Information shown:
+--

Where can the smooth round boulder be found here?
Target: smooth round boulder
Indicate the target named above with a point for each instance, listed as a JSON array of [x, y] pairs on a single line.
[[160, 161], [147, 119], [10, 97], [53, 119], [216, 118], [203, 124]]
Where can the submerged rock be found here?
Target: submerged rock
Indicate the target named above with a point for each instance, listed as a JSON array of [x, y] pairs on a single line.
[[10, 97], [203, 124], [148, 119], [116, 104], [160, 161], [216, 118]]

+--

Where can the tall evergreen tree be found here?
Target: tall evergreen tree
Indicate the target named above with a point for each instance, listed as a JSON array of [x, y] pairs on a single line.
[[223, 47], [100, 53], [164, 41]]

+--

Try it:
Show a copy of each line from the records above in which the string "here" occurs.

Solution for this task:
Where can the smooth round boulder be found here?
Where can the submerged rock be found here?
Where can the tall evergreen tree be found here?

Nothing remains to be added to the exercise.